▶ _LIST OF TASKS_:
A. Rewrite the paragraph beginning "Reforms should start with increasing the use of body-worn cameras" from the passage on police body cameras as a short bulleted list that keeps its main facts.
B. Answer these questions from the passage on police body cameras:
(i) How much money did the Justice Department spend on body-worn camera pilot programs in 2015?
(ii) What share of Americans strongly favor requiring police officers to wear cameras?
(iii) How many complaints were on Derrick Chauvin's record?
C. Pick up the passage on police body cameras after its final sentence and carry the argument on with one more paragraph.
** EXTRACT follows **
Reforms should start with increasing the use of body-worn cameras (BWCs) by police departments around the country. In 2015, the Justice Department spent $23 million to fund BWC pilot programs in 32 states. Research found that cameras improve the quality and safety of police interactions with the public. For example, a study conducted by Arizona State found that officers wearing cameras were more cautious and had fewer complaints lodged against them. Additionally, police body cameras enjoy immense public approval. When asked whether or not they support requiring police officers to wear cameras, 89% of Americans say they support BWCs, with 56% responding that they strongly favor the policy. Body cameras also have the potential to improve the quality of police training by allowing junior officers to watch tapes and analyze how other officers handle stressful and dangerous situations. Finally, BWCs make it easy to investigate complaints filed against police officers. Derrick Chauvin, the officer who murdered Floyd, had 17 complaints on his record. If BWC technology had been used rigorously by the Minneapolis Police Department, there is a good chance that Chauvin could have been dismissed from law enforcement before his encounter with Floyd.
** End of EXTRACT **
** LISTED ENTRIES follows **
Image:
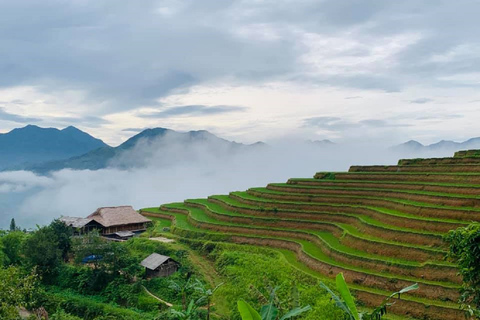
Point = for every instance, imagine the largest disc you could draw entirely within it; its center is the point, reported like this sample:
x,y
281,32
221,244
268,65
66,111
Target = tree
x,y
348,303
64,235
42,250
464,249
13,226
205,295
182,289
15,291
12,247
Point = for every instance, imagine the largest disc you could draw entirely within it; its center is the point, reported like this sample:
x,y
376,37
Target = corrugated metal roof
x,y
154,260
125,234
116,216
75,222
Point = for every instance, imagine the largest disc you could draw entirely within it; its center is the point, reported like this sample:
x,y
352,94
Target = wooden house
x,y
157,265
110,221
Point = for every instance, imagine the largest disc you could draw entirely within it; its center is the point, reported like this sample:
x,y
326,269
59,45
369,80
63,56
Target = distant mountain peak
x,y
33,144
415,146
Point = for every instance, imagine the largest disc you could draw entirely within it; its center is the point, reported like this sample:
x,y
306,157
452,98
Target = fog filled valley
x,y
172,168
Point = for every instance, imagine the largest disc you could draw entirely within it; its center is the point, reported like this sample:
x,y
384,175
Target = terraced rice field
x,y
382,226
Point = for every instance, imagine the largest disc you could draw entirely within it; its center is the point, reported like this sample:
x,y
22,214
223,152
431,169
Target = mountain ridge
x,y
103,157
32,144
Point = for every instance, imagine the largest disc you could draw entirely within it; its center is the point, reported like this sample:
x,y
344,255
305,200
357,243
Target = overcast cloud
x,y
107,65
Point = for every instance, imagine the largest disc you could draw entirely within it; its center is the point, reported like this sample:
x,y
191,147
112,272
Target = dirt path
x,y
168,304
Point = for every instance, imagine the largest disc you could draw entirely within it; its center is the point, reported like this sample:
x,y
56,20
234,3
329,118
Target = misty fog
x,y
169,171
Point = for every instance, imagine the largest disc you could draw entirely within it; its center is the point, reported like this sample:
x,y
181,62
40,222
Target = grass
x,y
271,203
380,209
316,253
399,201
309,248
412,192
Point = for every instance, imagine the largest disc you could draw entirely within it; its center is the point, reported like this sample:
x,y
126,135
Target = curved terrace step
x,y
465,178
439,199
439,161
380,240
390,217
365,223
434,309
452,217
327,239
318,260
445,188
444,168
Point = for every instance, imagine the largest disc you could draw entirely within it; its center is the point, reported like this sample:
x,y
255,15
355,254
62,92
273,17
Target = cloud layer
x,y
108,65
** End of LISTED ENTRIES **
** LISTED ENTRIES follows **
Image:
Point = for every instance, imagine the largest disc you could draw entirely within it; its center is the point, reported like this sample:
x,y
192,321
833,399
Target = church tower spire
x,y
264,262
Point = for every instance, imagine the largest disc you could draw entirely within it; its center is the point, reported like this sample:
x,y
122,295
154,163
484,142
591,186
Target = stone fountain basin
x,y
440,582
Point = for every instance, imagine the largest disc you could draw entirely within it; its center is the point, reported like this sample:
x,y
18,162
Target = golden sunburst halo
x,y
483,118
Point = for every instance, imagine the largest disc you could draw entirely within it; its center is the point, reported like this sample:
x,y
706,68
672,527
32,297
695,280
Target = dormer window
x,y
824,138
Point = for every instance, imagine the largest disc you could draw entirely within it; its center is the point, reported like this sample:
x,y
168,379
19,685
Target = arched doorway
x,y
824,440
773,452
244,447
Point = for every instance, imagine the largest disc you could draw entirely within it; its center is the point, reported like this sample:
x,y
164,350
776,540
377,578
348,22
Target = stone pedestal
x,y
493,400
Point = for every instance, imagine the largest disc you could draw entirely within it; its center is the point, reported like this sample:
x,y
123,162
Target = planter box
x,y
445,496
** End of LISTED ENTRIES **
▶ _ANSWERS FOR THE EXERCISE_:
A.
- Reform should begin with wider police use of body-worn cameras (BWCs).
- In 2015 the Justice Department spent $23 million on BWC pilot programs in 32 states.
- Research found that cameras improve the quality and safety of police interactions with the public. An Arizona State study found that officers wearing them were more cautious and drew fewer complaints.
- 89% of Americans support requiring police to wear cameras, and 56% strongly favor it.
- Footage can improve training by letting junior officers study how others handle stressful and dangerous situations.
- BWCs make complaints against officers easy to investigate.
- Derrick Chauvin, who murdered Floyd, had 17 complaints on his record. Rigorous BWC use by the Minneapolis Police Department might have led to his dismissal before he encountered Floyd.

B.
(i) $23 million
(ii) 56%
(iii) 17

C.
Authority over most law enforcement is reserved by the states, but there are still steps the federal government could take to incentivize the use of body-worn cameras by local police departments. There should be a federal program to provide grants to cities whose police departments commit to using BWCs. This should include some funding upfront to help cover the initial cost of the cameras, but the majority of the funding should be tied to performance standards. For example, cities whose police departments are rated highly by an independent review commission could receive additional grants. Research points to the positive impact BWCs have on the effectiveness and accountability of law enforcement officers, and this program is one way to help translate that data into real-world benefits.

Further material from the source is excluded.